### Extracted information
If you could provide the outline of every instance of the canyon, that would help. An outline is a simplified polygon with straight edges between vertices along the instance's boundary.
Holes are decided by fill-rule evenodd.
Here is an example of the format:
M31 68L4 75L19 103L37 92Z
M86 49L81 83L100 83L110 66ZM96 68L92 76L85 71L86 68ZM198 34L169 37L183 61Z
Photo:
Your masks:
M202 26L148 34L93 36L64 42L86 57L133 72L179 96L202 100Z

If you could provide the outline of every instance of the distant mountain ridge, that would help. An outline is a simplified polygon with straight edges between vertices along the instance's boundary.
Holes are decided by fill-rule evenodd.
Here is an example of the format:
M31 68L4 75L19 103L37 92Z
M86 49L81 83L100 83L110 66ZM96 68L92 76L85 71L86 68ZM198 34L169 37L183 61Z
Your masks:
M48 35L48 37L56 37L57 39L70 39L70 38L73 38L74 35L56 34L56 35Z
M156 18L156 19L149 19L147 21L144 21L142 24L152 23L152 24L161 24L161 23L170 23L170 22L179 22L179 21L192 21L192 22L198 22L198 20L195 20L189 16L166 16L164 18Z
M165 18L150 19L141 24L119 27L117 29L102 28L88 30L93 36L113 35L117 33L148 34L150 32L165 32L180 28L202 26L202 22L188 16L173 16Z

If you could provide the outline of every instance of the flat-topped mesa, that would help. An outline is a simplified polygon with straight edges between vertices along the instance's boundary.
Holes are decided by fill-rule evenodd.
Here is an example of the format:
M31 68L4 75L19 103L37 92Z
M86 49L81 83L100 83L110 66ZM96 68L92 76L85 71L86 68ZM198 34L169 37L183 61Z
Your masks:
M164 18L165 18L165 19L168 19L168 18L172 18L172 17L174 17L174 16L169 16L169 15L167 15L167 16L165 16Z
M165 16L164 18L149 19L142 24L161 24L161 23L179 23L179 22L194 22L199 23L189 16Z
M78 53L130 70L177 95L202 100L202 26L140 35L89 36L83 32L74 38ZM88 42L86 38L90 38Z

### Brief
Reproduce the entire listing above line for line, leaving every character unchanged.

### Exercise answer
If you could provide the outline of every instance of the canyon, that would help. An outline is a simplified polygon with straight edges between vertices along the instance's boundary.
Holes are decided by fill-rule evenodd.
Here is an example of the format:
M31 68L4 75L19 103L37 92Z
M86 49L81 83L100 83L110 66ZM96 68L92 76L85 71L86 68ZM198 34L169 37L183 61Z
Photo:
Your masks:
M202 26L148 34L93 36L64 42L86 57L133 72L179 96L202 100Z

If you could provide the outline of every instance of the distant mountain ridge, that would help. An outline is a simplified polygon with straight edges between vertices along the instance's boundary.
Holes are decided by fill-rule evenodd.
Here is an example of the format:
M31 68L4 75L19 103L37 92Z
M86 49L81 83L100 83L110 66ZM96 68L92 76L85 71L86 68ZM198 34L169 37L183 61Z
Your masks:
M48 35L48 37L56 37L57 39L70 39L70 38L73 38L74 35L56 34L56 35Z
M156 18L156 19L149 19L147 21L144 21L142 24L152 23L152 24L161 24L161 23L170 23L170 22L179 22L179 21L192 21L192 22L198 22L198 20L195 20L189 16L166 16L164 18Z
M165 18L150 19L141 24L119 27L117 29L102 28L88 30L93 36L113 35L117 33L148 34L150 32L165 32L180 28L202 26L202 22L188 16L173 16Z

If you could provide the outline of every instance of the flat-topped mesa, that would help. An outline is a simplified polygon with straight edges between vertices along the instance's boundary.
Holes are decided by fill-rule evenodd.
Here is an example of the format:
M31 68L4 75L19 103L37 92Z
M86 49L81 83L100 83L110 66ZM96 68L92 76L85 71L86 68ZM198 34L169 37L183 61Z
Your masks:
M164 18L165 18L165 19L168 19L168 18L172 18L172 17L174 17L174 16L169 16L169 15L167 15L167 16L165 16Z
M165 16L164 18L149 19L142 24L161 24L161 23L179 23L179 22L194 22L199 23L189 16Z
M78 53L130 70L177 95L202 100L202 26L140 35L89 36L83 32L74 38ZM88 42L86 38L90 38Z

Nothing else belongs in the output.